Work task: All of the data must be returned word for word.
*** Opening of Provided data ***
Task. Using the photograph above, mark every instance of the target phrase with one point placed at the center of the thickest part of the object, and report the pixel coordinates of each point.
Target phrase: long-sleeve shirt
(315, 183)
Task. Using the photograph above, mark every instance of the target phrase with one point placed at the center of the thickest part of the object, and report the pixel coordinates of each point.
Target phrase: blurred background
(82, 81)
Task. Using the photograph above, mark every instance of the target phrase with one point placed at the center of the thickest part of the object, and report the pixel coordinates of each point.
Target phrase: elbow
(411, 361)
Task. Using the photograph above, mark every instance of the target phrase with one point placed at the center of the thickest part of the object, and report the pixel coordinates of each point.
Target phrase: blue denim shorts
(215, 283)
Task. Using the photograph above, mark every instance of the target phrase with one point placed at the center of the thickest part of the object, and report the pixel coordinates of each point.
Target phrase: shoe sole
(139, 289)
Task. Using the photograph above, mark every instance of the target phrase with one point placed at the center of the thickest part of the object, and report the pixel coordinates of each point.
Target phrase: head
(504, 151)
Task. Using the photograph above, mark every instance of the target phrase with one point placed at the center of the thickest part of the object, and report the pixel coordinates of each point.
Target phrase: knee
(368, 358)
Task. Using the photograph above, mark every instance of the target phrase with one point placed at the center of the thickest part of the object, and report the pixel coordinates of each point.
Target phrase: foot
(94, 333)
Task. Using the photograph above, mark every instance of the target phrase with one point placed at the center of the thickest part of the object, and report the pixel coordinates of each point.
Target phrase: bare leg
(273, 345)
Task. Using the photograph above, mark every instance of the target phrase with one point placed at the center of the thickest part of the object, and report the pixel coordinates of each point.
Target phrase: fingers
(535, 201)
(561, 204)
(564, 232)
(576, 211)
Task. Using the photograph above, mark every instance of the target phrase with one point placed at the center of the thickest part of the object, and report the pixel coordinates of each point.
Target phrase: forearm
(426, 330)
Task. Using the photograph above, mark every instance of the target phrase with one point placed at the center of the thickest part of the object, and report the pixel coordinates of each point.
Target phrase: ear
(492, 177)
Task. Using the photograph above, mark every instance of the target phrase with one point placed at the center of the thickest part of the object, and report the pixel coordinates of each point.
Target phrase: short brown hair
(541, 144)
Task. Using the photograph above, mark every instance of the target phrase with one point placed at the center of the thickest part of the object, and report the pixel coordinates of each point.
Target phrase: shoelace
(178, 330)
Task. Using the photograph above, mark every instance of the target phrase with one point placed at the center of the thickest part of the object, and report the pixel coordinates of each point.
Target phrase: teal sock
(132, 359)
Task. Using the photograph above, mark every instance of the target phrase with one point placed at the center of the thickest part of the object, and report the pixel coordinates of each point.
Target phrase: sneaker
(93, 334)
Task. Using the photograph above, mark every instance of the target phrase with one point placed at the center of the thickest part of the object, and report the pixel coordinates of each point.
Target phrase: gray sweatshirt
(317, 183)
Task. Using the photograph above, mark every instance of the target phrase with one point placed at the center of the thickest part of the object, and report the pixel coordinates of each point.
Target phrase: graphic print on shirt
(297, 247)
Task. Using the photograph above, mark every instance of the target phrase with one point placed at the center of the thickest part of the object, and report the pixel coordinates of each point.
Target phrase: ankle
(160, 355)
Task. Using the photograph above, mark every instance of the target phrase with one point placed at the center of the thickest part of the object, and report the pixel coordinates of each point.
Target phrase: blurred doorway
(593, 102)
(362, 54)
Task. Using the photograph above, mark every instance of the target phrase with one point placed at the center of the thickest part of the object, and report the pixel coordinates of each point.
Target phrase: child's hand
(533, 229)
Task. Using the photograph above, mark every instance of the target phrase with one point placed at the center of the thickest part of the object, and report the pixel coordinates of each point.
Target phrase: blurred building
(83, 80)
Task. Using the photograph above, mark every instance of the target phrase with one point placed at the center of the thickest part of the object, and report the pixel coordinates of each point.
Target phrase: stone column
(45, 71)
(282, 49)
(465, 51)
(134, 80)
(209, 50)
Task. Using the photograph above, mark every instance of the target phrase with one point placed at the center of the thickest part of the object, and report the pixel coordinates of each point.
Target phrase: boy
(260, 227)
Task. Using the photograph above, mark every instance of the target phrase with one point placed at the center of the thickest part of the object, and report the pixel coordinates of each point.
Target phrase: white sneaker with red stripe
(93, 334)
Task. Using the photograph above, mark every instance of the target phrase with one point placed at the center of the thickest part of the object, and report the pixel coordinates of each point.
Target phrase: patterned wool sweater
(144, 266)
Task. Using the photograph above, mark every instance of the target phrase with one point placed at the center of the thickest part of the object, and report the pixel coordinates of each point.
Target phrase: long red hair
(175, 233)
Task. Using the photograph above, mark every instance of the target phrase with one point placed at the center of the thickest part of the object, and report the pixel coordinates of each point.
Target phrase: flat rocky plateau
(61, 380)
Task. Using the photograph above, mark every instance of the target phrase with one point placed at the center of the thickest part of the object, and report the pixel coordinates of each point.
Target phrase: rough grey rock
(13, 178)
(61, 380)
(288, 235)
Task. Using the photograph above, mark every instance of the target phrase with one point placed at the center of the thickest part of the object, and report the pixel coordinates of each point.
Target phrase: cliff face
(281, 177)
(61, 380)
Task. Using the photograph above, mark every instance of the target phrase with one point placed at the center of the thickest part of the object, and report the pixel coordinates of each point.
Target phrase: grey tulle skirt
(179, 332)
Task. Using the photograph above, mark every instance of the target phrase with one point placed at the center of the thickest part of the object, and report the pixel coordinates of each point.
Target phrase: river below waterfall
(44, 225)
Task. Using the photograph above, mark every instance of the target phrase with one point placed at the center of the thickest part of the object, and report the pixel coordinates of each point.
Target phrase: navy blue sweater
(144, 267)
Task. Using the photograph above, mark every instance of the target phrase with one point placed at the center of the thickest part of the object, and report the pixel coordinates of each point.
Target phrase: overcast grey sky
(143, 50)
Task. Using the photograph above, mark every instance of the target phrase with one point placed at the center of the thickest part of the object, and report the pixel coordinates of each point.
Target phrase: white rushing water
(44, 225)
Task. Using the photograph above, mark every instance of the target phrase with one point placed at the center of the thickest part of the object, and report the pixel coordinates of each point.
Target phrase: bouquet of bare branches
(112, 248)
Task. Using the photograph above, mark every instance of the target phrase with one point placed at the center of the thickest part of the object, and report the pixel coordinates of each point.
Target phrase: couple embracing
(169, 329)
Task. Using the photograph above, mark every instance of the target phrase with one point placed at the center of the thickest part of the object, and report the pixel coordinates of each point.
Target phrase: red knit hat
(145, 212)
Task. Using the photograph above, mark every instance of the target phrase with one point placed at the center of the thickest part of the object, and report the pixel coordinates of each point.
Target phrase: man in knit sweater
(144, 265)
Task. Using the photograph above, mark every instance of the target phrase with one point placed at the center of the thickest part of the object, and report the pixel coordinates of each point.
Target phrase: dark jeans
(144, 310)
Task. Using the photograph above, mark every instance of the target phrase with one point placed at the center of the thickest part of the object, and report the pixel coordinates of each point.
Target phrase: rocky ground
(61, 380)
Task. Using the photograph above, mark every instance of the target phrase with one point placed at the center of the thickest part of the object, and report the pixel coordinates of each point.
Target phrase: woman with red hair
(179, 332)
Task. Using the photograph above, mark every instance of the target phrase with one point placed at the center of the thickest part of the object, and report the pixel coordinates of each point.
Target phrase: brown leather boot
*** Close of Provided data ***
Task result:
Task. Using the photograph above, mark every instance of the target phrase with one point placed at the center of the thickest part of the object, and report the pixel coordinates of each point.
Target phrase: long-sleeve shirt
(315, 183)
Task. Using the photograph above, mark every instance of the target phrase with one point placed at the center of the thickest part of the object, and report the pixel coordinates of each point.
Target phrase: blurred background
(82, 81)
Task. Using the photograph above, mark every instance of the target phrase with one point placed at the center of the thickest part of the object, and report the pixel coordinates of each point.
Target phrase: elbow
(411, 361)
Task. Using the photograph above, mark every instance of the target phrase with one point placed at the center of the thickest part of the object, and report the pixel coordinates of each point.
Target phrase: blue denim shorts
(215, 283)
Task. Using the photograph above, mark every instance of the target phrase with one point placed at the center of the thickest part of the object, and report the pixel coordinates of each point.
Target phrase: shoe sole
(139, 289)
Task. Using the photograph above, mark every instance of the target phrase with one point placed at the center of the thickest part of the object, and report the pixel coordinates of each point.
Target phrase: head
(504, 151)
Task. Using the photograph above, mark every instance of the target phrase with one point placed at the center of the thickest part of the object, and report the pixel coordinates of each point.
Target phrase: knee
(368, 358)
Task. Using the photograph above, mark every instance of the target phrase with one point placed at the center of the thickest part of the object, and report the pixel coordinates of each point.
Target phrase: foot
(94, 333)
Task. Using the photograph above, mark every instance of the target phrase with one point placed at the center of the thickest part of the object, and report the pixel coordinates of each point.
Target phrase: bare leg
(273, 345)
Task. Using the photograph above, mark every instance of the target phrase with one point placed at the center of the thickest part of the object, and report the pixel coordinates of each point.
Target phrase: fingers
(535, 201)
(561, 204)
(564, 232)
(576, 211)
Task. Using the photograph above, mark every instance of the target phrase with one point placed at the center of the thickest part of the object, and report the pixel coordinates of each point.
Target phrase: forearm
(426, 330)
Task. Using the photograph above, mark every instance of the target phrase with one point placed at the center of the thickest part of the object, and report the pixel coordinates of each point.
Target phrase: ear
(492, 177)
Task. Using the photograph above, mark every instance of the target phrase with one point placed at the center of the thickest part of the object, and report the pixel coordinates of each point.
Target phrase: short brown hair
(541, 144)
Task. Using the photograph above, mark every instance of the target phrase with one point placed at the center of the thickest part of the object, and report the pixel coordinates of each point.
Target phrase: shoelace
(178, 330)
Task. Using the photograph above, mark every instance of the target phrase with one point placed at the center of the thickest part of the object, and report the pixel coordinates of each point.
Target phrase: teal sock
(132, 359)
Task. Using the photograph above, mark every instance of the target phrase with one point placed at the center of the thickest part of the object, and report the pixel coordinates of each point.
Target phrase: sneaker
(93, 334)
Task. Using the photograph above, mark every instance of the target phrase with one point placed at the center of the thickest part of the object, and report the pixel coordinates of each point.
Target phrase: gray sweatshirt
(317, 183)
Task. Using the photograph above, mark every instance of the target phrase with one point placed at the center of the thickest part of the object, and report the pixel coordinates of each point.
Target phrase: graphic print on shirt
(297, 247)
Task. Using the photograph above, mark every instance of the target phrase with one point placed at the center of the thickest part of the object, and report the pixel coordinates of each point.
Target phrase: ankle
(160, 355)
Task. Using the photograph above, mark every instance of the target phrase with one point placed at the center of the thickest part of the object, and report the pixel coordinates of each point.
Target phrase: blurred doorway
(593, 102)
(362, 54)
Task. Using the photograph above, mark every instance of the target phrase with one point placed at the center of the thickest part of the object, and report the pixel coordinates of each point.
Target phrase: child's hand
(533, 229)
Task. Using the photograph above, mark every instance of the target phrase with one point placed at the center of the thickest part of the object, and report the pixel coordinates of each point.
Target phrase: blurred building
(83, 80)
Task. Using the photograph above, mark every instance of the target phrase with one point placed at the center of the thickest part of the object, and report the pixel coordinates of each point.
Target phrase: stone column
(45, 71)
(282, 49)
(465, 51)
(134, 80)
(209, 50)
Task. Using the photograph above, mark every instance of the target phrase with one point placed at the center of the thickest part of the object, and report the pixel coordinates of each point.
Target phrase: boy
(260, 227)
Task. Using the photograph above, mark every instance of the target phrase with one point placed at the center of the thickest part of the object, and report the pixel coordinates of each point.
Target phrase: white sneaker with red stripe
(93, 334)
Task. Using the photograph above, mark every instance of the target phrase with one point placed at the center of the thickest part of the object, and report the pixel coordinates of each point.
Target phrase: patterned wool sweater
(144, 266)
Task. Using the photograph above, mark every instance of the target phrase with one point placed at the center of the thickest part of the object, and report the pixel coordinates of each point.
Target phrase: long red hair
(175, 233)
Task. Using the photograph above, mark every instance of the target phrase with one point placed at the center of the thickest part of the object, and report the pixel coordinates of each point.
Target phrase: flat rocky plateau
(61, 380)
Task. Using the photograph above, mark every instance of the target phrase with one point placed at the center of the thickest part of the object, and report the pixel coordinates of each point.
Target phrase: rough grey rock
(13, 178)
(61, 380)
(288, 235)
Task. Using the photograph above, mark every instance of the target phrase with one point placed at the center of the thickest part of the object, and report the pixel coordinates of each point.
Target phrase: cliff face
(281, 177)
(61, 380)
Task. Using the photograph above, mark every instance of the target phrase with one point placed at the center of the thickest part of the object, and report the pixel coordinates of each point.
Target phrase: grey tulle skirt
(179, 332)
Task. Using the photograph above, mark every instance of the target phrase with one point placed at the center of the thickest part of the object, and report the pixel coordinates of each point.
Target phrase: river below waterfall
(44, 225)
Task. Using the photograph above, mark every instance of the target phrase with one point placed at the center of the thickest part of the object, and report the pixel coordinates of each point.
Target phrase: navy blue sweater
(144, 267)
Task. Using the photograph above, mark every instance of the target phrase with one point placed at the center of the thickest part of the object, and report the pixel coordinates of each point.
Target phrase: overcast grey sky
(143, 50)
Task. Using the photograph above, mark every instance of the target phrase with one point placed at the center of the thickest part of the object, and report the pixel coordinates of each point.
Target phrase: white rushing water
(44, 225)
Task. Using the photograph above, mark every instance of the target phrase with one point placed at the center of the thickest part of the object, and report the pixel coordinates of each point.
Target phrase: bouquet of bare branches
(112, 248)
Task. Using the photograph above, mark every instance of the target phrase with one point placed at the center of the thickest part of the object, and report the pixel coordinates of each point.
Target phrase: couple embracing
(169, 329)
Task. Using the photograph above, mark every instance of the target phrase with one point placed at the center of the thickest part of the object, and report the pixel coordinates of each point.
Target phrase: red knit hat
(145, 212)
Task. Using the photograph above, mark every instance of the target phrase with one point placed at the center of the thickest part of the object, and report the pixel coordinates of each point.
Target phrase: man in knit sweater
(144, 265)
Task. Using the photograph above, mark every instance of the target phrase with one point placed at the center of the thickest part of the object, and report the pixel coordinates of each point.
Target phrase: dark jeans
(144, 310)
Task. Using the photograph above, mark every instance of the target phrase with one point placed at the center of the thickest part of the object, and report the pixel coordinates of each point.
Target phrase: rocky ground
(61, 380)
Task. Using the photograph above, mark every instance of the target phrase with one point placed at the center of the thickest part of the object, and report the pixel coordinates of each point.
Target phrase: woman with red hair
(179, 332)
Task. Using the photograph above, mark every instance of the target phrase with one point placed at the center of the thickest part of the object, and report the pixel coordinates of each point.
Target phrase: brown leather boot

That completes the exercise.